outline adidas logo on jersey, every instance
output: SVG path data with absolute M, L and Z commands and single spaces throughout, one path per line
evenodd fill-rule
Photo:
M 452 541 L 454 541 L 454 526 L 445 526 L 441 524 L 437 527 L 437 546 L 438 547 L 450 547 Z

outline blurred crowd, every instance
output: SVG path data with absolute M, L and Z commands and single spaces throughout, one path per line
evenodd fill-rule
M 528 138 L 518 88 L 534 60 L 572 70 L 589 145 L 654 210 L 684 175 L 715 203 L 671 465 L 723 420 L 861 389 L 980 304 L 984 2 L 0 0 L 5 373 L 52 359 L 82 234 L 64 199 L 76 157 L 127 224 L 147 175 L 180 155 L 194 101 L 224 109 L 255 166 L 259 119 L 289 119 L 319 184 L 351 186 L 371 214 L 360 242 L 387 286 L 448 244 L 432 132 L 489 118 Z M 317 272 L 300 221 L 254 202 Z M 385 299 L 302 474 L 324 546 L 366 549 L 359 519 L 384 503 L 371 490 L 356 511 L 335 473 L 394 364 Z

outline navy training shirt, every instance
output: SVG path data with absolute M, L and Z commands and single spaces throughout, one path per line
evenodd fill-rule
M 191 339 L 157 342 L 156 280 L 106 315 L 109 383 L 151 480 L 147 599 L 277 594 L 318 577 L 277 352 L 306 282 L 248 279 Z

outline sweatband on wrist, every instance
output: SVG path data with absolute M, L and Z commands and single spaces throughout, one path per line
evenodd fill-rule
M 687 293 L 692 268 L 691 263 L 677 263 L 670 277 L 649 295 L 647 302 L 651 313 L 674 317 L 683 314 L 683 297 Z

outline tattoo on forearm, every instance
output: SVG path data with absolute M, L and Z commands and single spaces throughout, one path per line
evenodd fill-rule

□ □ □ □

What to do ▸ Return all lines of the material above in which the word "outline" occurs.

Result of this task ▸
outline adidas logo on jersey, every instance
outline blurred crowd, every instance
outline navy training shirt, every instance
outline sweatband on wrist, every instance
outline tattoo on forearm, every instance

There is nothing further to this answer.